>> Start READING PASSAGE

Shame on Me

I’ve been avoiding posting to the blog, because that would tell me exactly when the last time was that I’ve really done any work on my research project. It’s been 10 weeks. I really didn’t think it was that much… My estimate would have been six. I guess the whole month around the SIGCSE conference kind of disappeared from my memory — the 212 exam, the conference, catching up afterwards. I was very busy — I did a tremendous amound of work on DrJava — but that’s still no excuse.

On DrJava, I’ve been rewriting the “Create Jar” dialog to work when both class and source files were supposed to be archived, to save its state, and to clean up the interface. After that, I added a “Go to File” dialog that narrows the list of file names down as you type. I also use this dialog for some primitive code completion that can auto-complete all file and class names. It completely ignores the context, but it can be helpful anyway.

After that, I realized that recent changes rendered the debugger pretty much unusable: Because the interactions pane is now being reset before the main document is run — which involves turning off the debugger — and because traditionally all breakpoints were lost when the debugger was turned off, you couldn’t really do any debugging. I made breakpoints and watches persistent, they’re actually saved in the project. Breakpoints can even be disabled without removing them. And if a breakpoint is on a non-executable line, it will be disabled with a warning message. Unfortunately, because the code to detect that is very slow, I only do that if the document is shorter than 500 lines.

>> End READING PASSAGE

• **REQUIRED WORK**:
1. According to the blog post about DrJava, below what document length are breakpoints on non-executable lines detected and disabled?
2. Extend the blog post about DrJava with a few more paragraphs in the same voice, picking up after its final sentence.

>> Start EXCERPTED DATA

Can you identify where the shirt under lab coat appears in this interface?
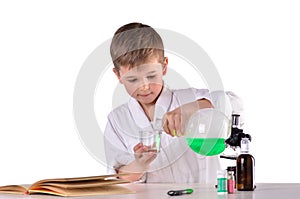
[104,87,239,183]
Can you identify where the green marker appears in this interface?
[168,189,194,196]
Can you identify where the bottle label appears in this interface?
[218,178,227,193]
[227,179,235,193]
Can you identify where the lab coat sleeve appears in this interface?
[104,115,134,173]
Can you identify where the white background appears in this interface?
[0,0,300,185]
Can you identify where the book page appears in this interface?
[0,185,27,194]
[29,185,135,196]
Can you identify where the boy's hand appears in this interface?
[163,99,213,136]
[133,143,157,171]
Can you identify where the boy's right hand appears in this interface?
[133,143,157,171]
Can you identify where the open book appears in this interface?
[0,174,134,196]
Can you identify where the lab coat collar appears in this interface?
[128,86,173,128]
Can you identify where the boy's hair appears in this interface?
[110,23,164,70]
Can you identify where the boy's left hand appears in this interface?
[163,99,213,137]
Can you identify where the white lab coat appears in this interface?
[104,87,239,183]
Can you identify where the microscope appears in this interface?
[220,114,251,160]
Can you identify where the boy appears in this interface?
[104,23,226,183]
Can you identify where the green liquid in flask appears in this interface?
[186,138,225,156]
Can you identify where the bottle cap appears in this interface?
[241,138,249,153]
[227,166,236,172]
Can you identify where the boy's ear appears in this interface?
[163,57,169,75]
[113,68,122,84]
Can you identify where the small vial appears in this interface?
[217,170,227,194]
[227,171,235,193]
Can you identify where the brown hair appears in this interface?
[110,23,164,70]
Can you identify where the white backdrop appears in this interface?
[0,0,300,185]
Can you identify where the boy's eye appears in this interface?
[147,75,155,79]
[127,79,137,83]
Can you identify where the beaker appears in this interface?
[185,108,230,156]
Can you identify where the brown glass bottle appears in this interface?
[236,138,255,191]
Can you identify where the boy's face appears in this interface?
[114,58,168,105]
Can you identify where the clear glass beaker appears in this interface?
[185,108,230,156]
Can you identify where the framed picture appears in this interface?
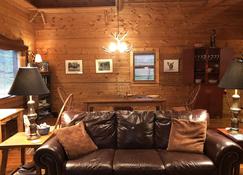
[164,59,179,72]
[65,60,83,74]
[96,59,113,73]
[40,61,49,72]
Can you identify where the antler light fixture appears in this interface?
[103,0,132,53]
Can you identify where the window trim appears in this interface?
[0,48,20,100]
[130,48,159,84]
[0,34,28,102]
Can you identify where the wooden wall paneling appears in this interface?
[182,49,194,84]
[0,0,35,108]
[34,1,243,114]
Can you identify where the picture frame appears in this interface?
[65,60,83,74]
[95,59,113,73]
[164,59,179,72]
[40,61,49,72]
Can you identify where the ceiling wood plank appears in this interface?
[27,0,115,8]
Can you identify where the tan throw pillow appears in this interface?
[56,122,97,159]
[167,119,207,153]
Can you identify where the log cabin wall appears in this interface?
[0,0,35,108]
[34,1,243,116]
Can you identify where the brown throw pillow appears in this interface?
[56,122,97,159]
[167,119,207,153]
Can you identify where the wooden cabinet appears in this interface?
[182,48,233,118]
[37,72,52,118]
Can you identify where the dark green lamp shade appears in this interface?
[8,67,49,96]
[218,58,243,89]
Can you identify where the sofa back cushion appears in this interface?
[66,111,116,148]
[117,111,154,148]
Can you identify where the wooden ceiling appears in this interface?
[27,0,115,8]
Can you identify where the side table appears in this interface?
[217,128,243,175]
[0,132,53,175]
[0,108,24,143]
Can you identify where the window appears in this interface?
[131,50,159,83]
[0,49,19,98]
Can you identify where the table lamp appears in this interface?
[218,58,243,131]
[9,67,49,140]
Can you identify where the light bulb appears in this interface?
[108,42,117,52]
[118,42,127,53]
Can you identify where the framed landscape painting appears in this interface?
[65,60,83,74]
[96,59,113,73]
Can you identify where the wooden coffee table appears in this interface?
[0,132,53,175]
[217,128,243,175]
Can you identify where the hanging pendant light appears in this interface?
[104,0,132,53]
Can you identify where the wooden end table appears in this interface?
[0,108,24,143]
[0,132,53,175]
[217,128,243,175]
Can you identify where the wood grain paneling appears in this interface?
[30,0,243,116]
[0,0,35,108]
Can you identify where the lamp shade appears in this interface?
[9,67,49,96]
[219,58,243,89]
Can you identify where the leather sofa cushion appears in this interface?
[70,111,116,148]
[167,119,207,153]
[64,149,114,175]
[113,149,165,175]
[158,150,216,175]
[154,111,171,149]
[117,111,154,148]
[56,122,97,159]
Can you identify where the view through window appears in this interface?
[0,49,18,98]
[134,53,155,81]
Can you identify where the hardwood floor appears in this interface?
[3,115,243,175]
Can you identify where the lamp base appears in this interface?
[230,90,241,132]
[27,96,40,140]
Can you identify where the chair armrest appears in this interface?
[34,136,67,175]
[204,130,242,175]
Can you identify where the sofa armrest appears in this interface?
[204,130,242,175]
[34,136,67,175]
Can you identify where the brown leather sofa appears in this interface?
[34,111,242,175]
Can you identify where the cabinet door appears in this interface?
[219,48,234,79]
[182,49,194,84]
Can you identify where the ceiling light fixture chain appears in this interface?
[103,0,132,53]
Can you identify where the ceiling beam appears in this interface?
[27,0,115,8]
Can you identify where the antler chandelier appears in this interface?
[104,0,132,53]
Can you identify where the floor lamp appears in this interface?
[9,67,49,140]
[219,58,243,131]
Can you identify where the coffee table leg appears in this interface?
[1,149,8,175]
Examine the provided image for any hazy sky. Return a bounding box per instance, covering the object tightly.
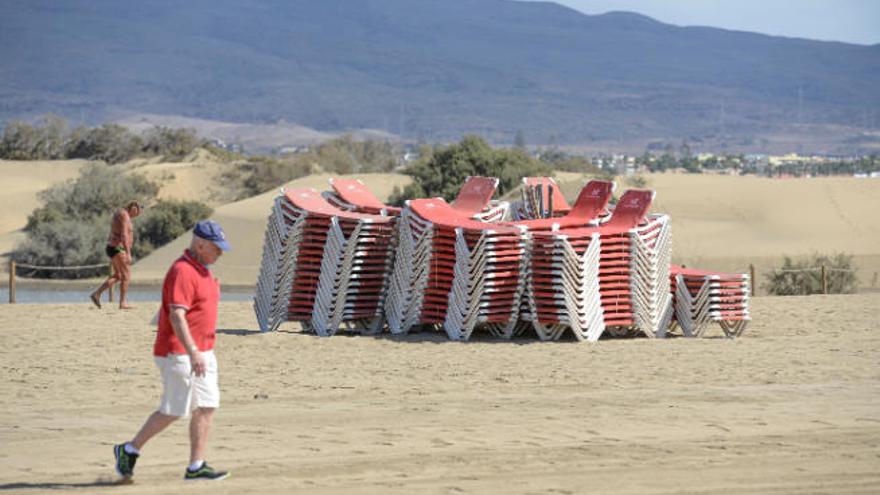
[553,0,880,45]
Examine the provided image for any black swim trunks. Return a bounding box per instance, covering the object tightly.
[104,246,125,258]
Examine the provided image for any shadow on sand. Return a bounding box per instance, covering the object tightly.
[0,478,134,491]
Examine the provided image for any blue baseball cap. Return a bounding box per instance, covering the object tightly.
[193,220,232,251]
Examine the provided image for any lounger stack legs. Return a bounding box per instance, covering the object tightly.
[670,266,751,337]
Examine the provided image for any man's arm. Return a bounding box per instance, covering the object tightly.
[168,306,205,376]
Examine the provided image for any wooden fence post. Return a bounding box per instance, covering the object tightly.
[9,260,15,304]
[107,263,113,302]
[749,264,755,297]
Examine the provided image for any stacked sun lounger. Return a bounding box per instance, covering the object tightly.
[254,189,395,335]
[254,177,749,341]
[513,178,614,340]
[670,265,750,337]
[386,198,526,340]
[321,178,400,217]
[529,190,671,340]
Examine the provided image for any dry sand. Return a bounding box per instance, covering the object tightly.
[0,160,88,266]
[0,294,880,494]
[563,173,880,289]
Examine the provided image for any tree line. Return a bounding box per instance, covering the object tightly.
[0,114,206,164]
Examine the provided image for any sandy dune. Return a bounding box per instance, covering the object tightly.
[124,149,237,207]
[0,160,88,264]
[0,294,880,495]
[135,174,880,287]
[562,174,880,288]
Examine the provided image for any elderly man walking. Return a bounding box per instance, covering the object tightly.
[89,201,144,309]
[113,220,229,480]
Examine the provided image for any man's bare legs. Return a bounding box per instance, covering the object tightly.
[189,407,215,464]
[129,407,215,463]
[89,272,119,308]
[119,278,132,309]
[129,411,178,450]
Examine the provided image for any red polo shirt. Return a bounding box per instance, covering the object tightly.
[153,249,220,356]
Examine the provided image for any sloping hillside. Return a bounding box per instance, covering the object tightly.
[0,0,880,151]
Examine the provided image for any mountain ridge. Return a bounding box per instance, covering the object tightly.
[0,0,880,152]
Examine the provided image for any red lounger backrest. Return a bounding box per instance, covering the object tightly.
[566,180,614,220]
[330,179,385,210]
[523,177,570,211]
[602,189,655,229]
[452,176,498,213]
[284,187,389,222]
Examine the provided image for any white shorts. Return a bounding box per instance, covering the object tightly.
[155,351,220,417]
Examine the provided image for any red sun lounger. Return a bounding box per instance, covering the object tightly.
[254,189,395,335]
[385,198,526,340]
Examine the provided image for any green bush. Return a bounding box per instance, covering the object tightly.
[0,114,206,164]
[132,201,213,258]
[390,136,551,204]
[764,253,858,296]
[12,219,108,279]
[26,163,159,231]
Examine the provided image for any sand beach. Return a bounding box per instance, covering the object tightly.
[0,294,880,494]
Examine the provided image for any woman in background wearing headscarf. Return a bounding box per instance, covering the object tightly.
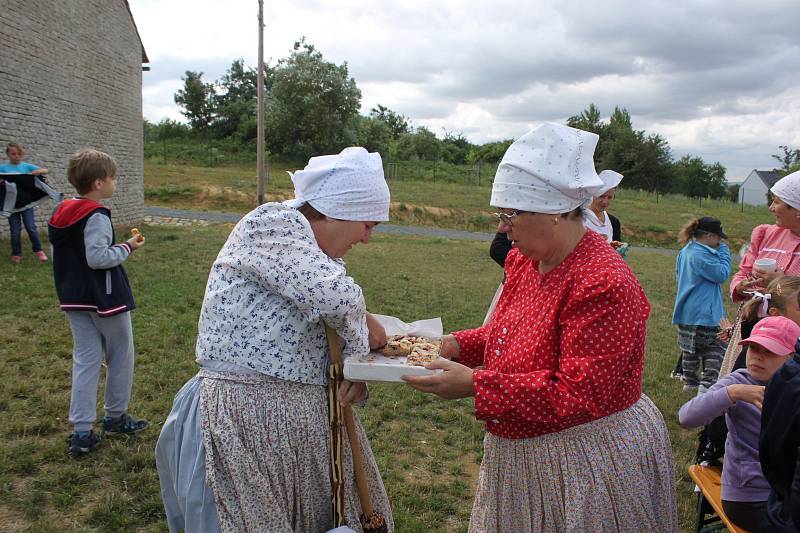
[156,148,393,533]
[583,170,622,243]
[405,124,678,533]
[720,171,800,376]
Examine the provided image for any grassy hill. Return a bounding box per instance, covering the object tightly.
[145,160,774,250]
[0,225,736,532]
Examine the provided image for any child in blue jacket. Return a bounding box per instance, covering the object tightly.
[672,217,731,393]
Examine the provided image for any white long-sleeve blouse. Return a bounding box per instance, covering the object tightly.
[196,203,369,385]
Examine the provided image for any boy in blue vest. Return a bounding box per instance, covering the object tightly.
[48,149,148,456]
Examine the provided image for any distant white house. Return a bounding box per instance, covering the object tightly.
[739,170,781,205]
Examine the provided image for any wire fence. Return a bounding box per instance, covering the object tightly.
[144,139,768,212]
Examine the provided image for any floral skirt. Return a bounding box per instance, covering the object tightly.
[156,370,394,533]
[469,395,678,533]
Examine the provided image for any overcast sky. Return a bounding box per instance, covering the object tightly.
[129,0,800,181]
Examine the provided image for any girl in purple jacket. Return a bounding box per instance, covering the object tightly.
[678,316,800,531]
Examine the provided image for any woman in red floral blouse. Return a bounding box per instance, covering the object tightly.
[406,124,677,533]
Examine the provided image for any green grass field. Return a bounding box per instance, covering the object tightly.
[145,160,775,250]
[0,225,736,532]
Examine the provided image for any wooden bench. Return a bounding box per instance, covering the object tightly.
[689,465,748,533]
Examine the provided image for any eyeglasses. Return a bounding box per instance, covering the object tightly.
[494,209,527,228]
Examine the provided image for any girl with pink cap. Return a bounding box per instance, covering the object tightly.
[678,316,800,531]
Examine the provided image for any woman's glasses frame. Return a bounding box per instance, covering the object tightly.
[494,209,527,228]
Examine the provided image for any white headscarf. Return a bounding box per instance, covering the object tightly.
[770,170,800,209]
[594,170,622,198]
[490,123,603,214]
[284,146,389,222]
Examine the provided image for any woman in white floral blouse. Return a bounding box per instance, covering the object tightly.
[156,148,393,532]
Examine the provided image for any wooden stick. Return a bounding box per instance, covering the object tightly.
[344,405,374,516]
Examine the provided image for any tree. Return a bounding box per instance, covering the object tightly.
[265,38,361,160]
[369,104,411,139]
[441,130,472,165]
[392,126,442,161]
[212,59,260,141]
[174,70,215,132]
[567,104,605,136]
[675,155,726,198]
[467,139,514,164]
[567,104,674,191]
[144,118,190,141]
[772,145,800,173]
[356,115,393,159]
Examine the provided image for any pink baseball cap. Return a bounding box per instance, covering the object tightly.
[739,316,800,355]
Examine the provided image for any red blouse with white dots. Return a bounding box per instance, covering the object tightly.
[454,231,650,439]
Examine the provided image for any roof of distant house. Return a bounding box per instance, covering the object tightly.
[753,170,783,189]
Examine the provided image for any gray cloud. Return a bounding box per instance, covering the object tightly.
[131,0,800,176]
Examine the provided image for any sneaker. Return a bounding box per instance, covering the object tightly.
[69,430,100,457]
[103,413,150,435]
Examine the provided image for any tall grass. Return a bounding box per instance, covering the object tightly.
[0,225,736,532]
[145,161,774,250]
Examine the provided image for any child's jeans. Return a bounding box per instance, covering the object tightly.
[8,208,42,255]
[678,324,725,389]
[67,311,134,431]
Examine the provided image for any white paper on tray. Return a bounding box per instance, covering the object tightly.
[344,315,444,382]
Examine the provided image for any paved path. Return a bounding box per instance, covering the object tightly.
[145,206,678,255]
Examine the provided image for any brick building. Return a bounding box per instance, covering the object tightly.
[0,0,148,234]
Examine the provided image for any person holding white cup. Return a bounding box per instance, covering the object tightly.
[731,171,800,302]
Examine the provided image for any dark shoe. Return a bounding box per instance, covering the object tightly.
[69,430,100,457]
[103,413,150,435]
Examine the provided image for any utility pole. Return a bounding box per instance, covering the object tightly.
[256,0,266,205]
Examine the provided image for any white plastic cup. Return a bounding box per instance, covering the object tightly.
[753,258,778,272]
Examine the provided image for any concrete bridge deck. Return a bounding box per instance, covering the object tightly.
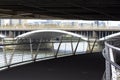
[0,53,105,80]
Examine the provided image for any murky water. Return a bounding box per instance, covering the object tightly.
[0,42,88,67]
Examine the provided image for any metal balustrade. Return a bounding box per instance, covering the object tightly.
[0,38,88,69]
[102,41,120,80]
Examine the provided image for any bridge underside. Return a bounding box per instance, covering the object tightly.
[0,0,120,20]
[0,53,105,80]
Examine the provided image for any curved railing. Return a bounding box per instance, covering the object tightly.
[0,38,87,70]
[102,41,120,80]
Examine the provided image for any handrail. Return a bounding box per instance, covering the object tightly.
[102,49,120,69]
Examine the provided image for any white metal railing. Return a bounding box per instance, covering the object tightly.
[0,38,87,69]
[102,41,120,80]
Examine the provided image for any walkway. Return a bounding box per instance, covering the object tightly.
[0,53,105,80]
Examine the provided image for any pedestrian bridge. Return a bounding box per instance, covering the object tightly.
[0,30,120,80]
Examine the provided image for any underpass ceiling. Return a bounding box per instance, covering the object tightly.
[0,0,120,20]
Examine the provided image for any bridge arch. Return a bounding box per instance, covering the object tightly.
[16,30,88,41]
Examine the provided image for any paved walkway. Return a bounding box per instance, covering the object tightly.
[0,53,105,80]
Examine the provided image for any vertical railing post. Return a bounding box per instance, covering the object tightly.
[29,38,33,59]
[2,39,8,65]
[8,38,19,68]
[71,38,73,53]
[73,38,80,55]
[105,46,111,80]
[34,40,41,61]
[91,37,97,53]
[55,38,62,58]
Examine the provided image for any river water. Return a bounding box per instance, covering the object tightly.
[0,42,88,67]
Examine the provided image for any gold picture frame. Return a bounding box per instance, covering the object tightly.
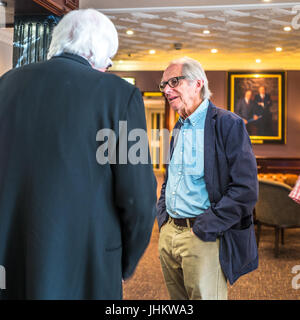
[228,71,286,144]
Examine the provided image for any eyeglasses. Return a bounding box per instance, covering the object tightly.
[159,76,186,92]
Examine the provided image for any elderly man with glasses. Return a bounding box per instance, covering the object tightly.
[157,58,258,300]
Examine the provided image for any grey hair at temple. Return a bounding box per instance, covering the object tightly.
[170,57,212,100]
[48,9,119,69]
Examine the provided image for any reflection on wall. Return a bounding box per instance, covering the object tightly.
[0,28,13,76]
[13,15,60,67]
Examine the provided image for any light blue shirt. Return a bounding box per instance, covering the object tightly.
[166,99,210,218]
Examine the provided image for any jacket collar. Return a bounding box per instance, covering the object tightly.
[204,101,217,203]
[52,52,92,68]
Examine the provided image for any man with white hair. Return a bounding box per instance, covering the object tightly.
[157,58,258,300]
[0,9,156,300]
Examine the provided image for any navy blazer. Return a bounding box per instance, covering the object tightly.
[157,102,258,284]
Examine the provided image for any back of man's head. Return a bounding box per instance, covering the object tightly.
[48,9,119,69]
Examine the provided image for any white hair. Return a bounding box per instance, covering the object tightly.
[170,57,212,100]
[47,9,119,69]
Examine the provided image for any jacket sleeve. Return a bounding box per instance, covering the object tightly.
[193,119,258,241]
[156,167,169,230]
[112,89,156,279]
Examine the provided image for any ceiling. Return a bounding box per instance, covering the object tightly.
[80,0,300,70]
[0,0,300,70]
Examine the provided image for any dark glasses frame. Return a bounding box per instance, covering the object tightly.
[158,76,186,92]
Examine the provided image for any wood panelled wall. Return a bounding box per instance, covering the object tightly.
[114,70,300,157]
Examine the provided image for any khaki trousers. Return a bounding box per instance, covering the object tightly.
[159,218,227,300]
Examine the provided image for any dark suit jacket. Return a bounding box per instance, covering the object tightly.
[157,102,258,283]
[0,54,156,299]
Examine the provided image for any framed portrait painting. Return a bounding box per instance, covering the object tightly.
[228,71,286,144]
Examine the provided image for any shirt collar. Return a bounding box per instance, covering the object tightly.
[179,99,209,126]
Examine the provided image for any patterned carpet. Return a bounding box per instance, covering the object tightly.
[124,172,300,300]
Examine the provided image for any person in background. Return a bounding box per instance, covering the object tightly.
[157,57,258,300]
[0,9,156,300]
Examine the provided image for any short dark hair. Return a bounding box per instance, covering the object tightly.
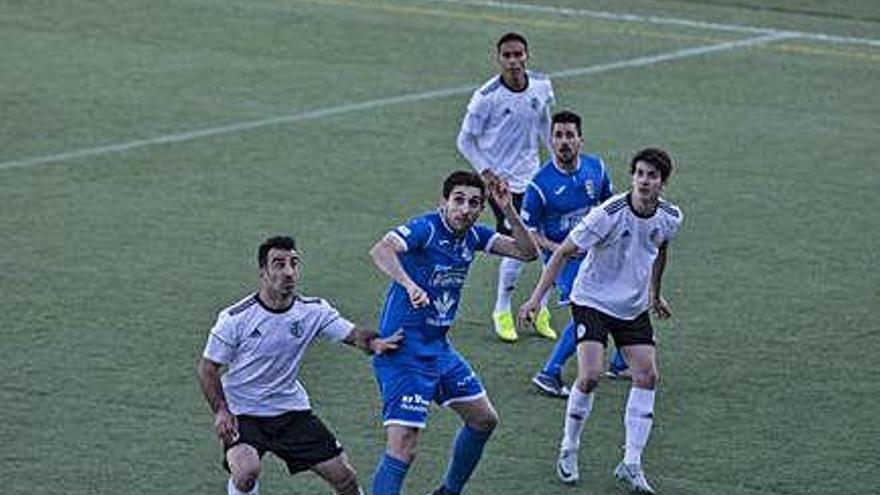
[495,31,529,52]
[257,235,296,268]
[443,170,486,199]
[550,110,583,136]
[629,148,672,182]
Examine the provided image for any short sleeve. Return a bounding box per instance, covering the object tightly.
[461,91,491,136]
[202,311,238,364]
[568,208,611,251]
[317,301,354,342]
[389,217,434,251]
[474,224,498,252]
[520,182,544,230]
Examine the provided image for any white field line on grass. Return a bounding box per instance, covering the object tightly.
[0,32,797,170]
[430,0,880,48]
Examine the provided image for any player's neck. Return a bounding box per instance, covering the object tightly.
[501,71,529,93]
[629,192,659,217]
[257,287,296,311]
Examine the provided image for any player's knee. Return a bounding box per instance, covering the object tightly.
[468,409,499,432]
[574,376,601,394]
[232,467,260,492]
[388,428,419,463]
[329,466,361,495]
[632,366,660,390]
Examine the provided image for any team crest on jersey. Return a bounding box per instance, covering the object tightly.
[290,321,303,338]
[434,292,455,320]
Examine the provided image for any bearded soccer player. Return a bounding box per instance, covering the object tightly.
[198,236,401,495]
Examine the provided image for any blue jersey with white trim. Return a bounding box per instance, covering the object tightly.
[521,154,612,242]
[520,154,612,303]
[379,211,497,355]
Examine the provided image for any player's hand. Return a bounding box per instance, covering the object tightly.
[406,284,431,308]
[516,297,541,327]
[651,296,672,320]
[482,170,512,210]
[370,329,403,354]
[214,407,238,445]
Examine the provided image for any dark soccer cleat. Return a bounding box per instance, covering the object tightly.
[532,371,570,399]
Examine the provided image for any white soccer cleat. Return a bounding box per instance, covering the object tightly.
[556,450,581,485]
[614,462,656,494]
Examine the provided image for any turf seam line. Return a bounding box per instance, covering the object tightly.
[0,32,798,170]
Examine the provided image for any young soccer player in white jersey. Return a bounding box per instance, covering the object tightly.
[457,33,556,342]
[517,148,682,493]
[198,236,401,495]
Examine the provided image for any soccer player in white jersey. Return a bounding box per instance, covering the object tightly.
[517,148,682,493]
[457,33,556,342]
[198,236,401,495]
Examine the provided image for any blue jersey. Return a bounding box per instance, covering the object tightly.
[521,154,612,302]
[379,212,497,355]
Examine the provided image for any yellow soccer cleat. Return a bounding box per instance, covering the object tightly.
[535,306,556,340]
[492,311,517,342]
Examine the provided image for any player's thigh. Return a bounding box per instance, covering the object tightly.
[270,411,342,474]
[373,358,438,428]
[621,344,659,388]
[226,443,260,479]
[449,395,498,431]
[312,452,360,495]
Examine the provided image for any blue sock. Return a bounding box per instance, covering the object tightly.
[444,425,492,495]
[373,452,409,495]
[608,349,629,372]
[541,320,577,376]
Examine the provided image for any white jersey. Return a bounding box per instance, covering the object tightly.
[203,294,354,416]
[568,192,682,320]
[459,71,554,193]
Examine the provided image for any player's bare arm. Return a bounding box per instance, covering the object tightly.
[197,358,238,443]
[370,234,431,308]
[648,242,672,319]
[342,327,403,354]
[483,171,538,261]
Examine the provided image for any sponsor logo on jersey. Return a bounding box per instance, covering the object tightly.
[428,265,467,289]
[290,321,303,338]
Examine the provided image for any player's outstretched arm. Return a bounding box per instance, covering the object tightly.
[648,242,672,320]
[516,239,579,326]
[483,170,538,261]
[370,234,431,308]
[196,358,238,443]
[342,327,403,354]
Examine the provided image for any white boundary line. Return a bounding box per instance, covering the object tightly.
[422,0,880,48]
[0,32,798,170]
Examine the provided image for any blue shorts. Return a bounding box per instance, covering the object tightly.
[556,256,584,306]
[373,348,486,428]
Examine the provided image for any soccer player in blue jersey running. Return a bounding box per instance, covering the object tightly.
[522,111,626,397]
[370,171,538,495]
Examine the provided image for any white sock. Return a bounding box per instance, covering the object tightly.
[226,476,260,495]
[623,387,654,464]
[495,257,523,313]
[559,386,593,450]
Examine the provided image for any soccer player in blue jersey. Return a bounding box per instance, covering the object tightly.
[370,171,538,495]
[517,148,683,493]
[522,111,626,397]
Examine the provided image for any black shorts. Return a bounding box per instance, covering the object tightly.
[571,304,654,349]
[223,411,342,474]
[489,193,525,235]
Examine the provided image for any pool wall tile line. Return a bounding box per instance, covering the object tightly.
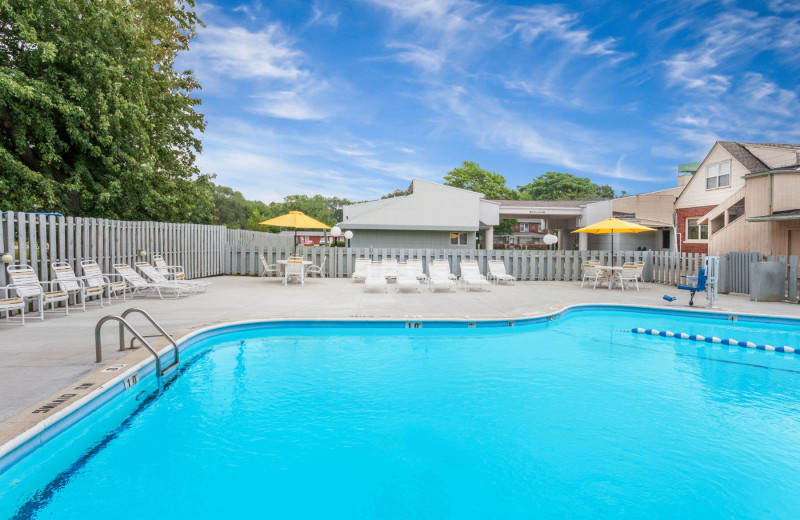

>> End EXCERPTED DATA

• **ANSWERS FOR THIS EXERCISE**:
1. Shorter than 500 lines.

2.
In the last few days, I fixed a lot of bugs since we’re gearing up to make a new beta release. I changed find/replace from a recursive implementation to an iterative one — when searching within the DrJava codebase, we were actually running out of stack or heap space.

I’ve been insanely productive. Unfortunately, in the grand scheme of things, I’m just working on the wrong project. For about two weeks now I’ve been saying “I’m going to do this one thing, and then I’m done with DrJava”. But there are always more things to do, and quite frankly I enjoy working on DrJava a lot. This is the first time in a while that I just get to code away. Development work is so much easier than research.

That “one thing” that I still have on my list now is a change of the way DrJava handles exceptions. The exceptions dialog is too obtrusive — quite often, the program can gracefully continue, so it’s not necessary to thrust the exception in the user’s face. Sometimes, the dialog can even completely lock down the program. I intend to turn the exceptions dialog into a log that the user can browse if so desired.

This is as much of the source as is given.